»»

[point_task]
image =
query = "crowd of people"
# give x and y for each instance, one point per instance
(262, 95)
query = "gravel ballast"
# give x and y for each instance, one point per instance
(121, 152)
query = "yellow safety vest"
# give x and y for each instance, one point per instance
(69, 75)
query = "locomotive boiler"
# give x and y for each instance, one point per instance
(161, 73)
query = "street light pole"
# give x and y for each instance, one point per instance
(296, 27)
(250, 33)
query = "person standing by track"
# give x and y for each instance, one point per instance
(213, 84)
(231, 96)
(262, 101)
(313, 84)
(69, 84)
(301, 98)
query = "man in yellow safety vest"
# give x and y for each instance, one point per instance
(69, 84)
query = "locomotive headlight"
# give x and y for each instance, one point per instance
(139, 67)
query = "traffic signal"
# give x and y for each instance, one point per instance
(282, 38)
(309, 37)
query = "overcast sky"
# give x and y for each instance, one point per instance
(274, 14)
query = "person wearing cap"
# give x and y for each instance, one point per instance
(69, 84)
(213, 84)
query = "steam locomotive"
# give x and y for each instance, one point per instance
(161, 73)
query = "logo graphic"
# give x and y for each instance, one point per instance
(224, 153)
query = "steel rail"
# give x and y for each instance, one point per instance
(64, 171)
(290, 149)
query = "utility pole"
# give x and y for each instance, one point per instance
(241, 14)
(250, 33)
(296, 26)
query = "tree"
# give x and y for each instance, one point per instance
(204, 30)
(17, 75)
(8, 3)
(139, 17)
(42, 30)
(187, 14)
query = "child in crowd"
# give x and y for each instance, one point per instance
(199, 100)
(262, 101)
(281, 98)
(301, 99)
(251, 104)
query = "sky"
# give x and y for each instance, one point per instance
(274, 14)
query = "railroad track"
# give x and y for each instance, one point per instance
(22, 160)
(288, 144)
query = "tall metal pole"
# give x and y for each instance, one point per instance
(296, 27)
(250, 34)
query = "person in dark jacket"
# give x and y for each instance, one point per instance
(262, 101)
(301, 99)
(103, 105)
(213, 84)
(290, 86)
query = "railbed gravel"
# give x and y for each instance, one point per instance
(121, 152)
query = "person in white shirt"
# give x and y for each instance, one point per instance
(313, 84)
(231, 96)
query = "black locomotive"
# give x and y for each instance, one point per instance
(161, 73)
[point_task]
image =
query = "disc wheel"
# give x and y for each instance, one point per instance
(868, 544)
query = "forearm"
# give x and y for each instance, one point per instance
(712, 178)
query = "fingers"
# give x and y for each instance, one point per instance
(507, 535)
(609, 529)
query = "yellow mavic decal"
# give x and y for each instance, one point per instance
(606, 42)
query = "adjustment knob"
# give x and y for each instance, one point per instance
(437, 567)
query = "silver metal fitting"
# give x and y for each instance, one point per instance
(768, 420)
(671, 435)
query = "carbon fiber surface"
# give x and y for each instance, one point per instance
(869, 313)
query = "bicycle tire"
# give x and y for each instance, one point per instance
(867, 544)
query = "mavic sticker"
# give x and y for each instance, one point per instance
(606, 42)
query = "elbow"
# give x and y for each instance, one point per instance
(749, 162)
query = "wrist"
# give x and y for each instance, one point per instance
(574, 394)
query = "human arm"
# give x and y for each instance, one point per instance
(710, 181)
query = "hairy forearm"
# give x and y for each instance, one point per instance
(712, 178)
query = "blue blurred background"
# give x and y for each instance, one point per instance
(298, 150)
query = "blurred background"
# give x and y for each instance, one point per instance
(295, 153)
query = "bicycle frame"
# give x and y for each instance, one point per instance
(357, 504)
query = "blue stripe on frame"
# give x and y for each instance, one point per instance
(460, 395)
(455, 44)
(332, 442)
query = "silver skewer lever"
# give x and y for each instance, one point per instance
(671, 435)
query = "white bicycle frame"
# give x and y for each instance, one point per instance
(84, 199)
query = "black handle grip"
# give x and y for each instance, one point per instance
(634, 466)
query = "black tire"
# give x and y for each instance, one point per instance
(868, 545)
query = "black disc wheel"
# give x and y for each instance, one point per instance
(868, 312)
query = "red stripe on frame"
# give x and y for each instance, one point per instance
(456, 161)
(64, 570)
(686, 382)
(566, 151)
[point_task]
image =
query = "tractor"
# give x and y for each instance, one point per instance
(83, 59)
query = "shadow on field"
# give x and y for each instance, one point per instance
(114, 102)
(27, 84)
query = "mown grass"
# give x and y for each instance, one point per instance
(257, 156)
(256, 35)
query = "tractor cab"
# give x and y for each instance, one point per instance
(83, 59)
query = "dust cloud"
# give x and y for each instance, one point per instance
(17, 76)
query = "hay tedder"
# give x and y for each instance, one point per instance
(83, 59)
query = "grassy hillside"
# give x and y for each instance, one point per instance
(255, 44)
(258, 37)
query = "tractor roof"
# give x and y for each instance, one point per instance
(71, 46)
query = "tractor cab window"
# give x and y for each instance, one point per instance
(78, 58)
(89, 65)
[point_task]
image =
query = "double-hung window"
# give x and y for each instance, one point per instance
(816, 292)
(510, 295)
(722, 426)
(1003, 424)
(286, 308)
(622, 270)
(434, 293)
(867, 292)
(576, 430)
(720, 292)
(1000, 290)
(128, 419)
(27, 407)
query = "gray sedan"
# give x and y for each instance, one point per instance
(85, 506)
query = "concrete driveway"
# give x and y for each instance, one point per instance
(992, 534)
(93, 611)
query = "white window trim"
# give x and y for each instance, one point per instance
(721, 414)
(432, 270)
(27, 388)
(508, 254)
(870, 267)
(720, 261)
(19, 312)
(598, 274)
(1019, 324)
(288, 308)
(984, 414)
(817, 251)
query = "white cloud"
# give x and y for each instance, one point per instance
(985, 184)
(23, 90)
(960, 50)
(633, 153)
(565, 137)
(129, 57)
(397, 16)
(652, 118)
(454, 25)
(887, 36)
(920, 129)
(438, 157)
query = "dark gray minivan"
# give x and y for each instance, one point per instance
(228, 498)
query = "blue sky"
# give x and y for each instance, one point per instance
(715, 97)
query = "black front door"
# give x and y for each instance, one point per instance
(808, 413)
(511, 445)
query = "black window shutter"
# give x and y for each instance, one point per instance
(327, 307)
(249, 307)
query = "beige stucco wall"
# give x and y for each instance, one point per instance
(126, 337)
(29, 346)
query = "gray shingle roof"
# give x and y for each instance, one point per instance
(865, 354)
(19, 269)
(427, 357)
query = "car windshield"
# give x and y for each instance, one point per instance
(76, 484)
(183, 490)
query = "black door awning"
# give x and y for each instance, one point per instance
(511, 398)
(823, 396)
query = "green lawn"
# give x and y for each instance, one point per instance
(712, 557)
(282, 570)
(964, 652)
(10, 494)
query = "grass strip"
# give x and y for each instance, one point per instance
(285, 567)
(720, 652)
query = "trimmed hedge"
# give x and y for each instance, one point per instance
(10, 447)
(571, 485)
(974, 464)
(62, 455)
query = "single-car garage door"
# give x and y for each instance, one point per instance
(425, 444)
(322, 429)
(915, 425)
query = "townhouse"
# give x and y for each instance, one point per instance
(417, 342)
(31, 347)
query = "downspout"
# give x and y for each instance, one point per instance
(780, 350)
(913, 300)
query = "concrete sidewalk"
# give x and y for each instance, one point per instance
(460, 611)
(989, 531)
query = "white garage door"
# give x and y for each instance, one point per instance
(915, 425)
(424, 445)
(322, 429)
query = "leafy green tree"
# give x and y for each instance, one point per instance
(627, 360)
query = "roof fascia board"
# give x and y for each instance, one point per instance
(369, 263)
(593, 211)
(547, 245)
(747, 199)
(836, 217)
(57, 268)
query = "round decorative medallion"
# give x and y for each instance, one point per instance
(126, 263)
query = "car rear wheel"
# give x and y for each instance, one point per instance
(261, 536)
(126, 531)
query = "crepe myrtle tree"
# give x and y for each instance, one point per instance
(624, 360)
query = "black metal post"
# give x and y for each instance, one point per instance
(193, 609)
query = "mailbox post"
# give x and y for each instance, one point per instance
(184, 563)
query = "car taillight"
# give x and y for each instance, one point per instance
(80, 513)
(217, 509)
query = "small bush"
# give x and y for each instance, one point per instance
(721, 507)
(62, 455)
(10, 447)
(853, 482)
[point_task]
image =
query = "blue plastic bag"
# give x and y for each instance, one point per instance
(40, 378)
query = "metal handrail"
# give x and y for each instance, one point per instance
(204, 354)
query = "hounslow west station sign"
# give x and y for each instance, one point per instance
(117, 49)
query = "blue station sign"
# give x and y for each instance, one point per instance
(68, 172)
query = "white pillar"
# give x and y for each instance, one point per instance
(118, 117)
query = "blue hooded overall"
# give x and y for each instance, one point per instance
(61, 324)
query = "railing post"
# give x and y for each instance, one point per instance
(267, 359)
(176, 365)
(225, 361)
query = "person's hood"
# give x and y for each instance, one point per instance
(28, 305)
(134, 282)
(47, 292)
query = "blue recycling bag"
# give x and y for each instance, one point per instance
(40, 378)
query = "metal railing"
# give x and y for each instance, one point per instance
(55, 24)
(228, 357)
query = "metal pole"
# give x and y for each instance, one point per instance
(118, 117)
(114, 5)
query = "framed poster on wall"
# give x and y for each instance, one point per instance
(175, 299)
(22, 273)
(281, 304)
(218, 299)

««

Collect every line in the items above that contains the word "bicycle".

**WORKED SOLUTION**
query = "bicycle tire"
query = "bicycle frame"
query = "white bicycle frame"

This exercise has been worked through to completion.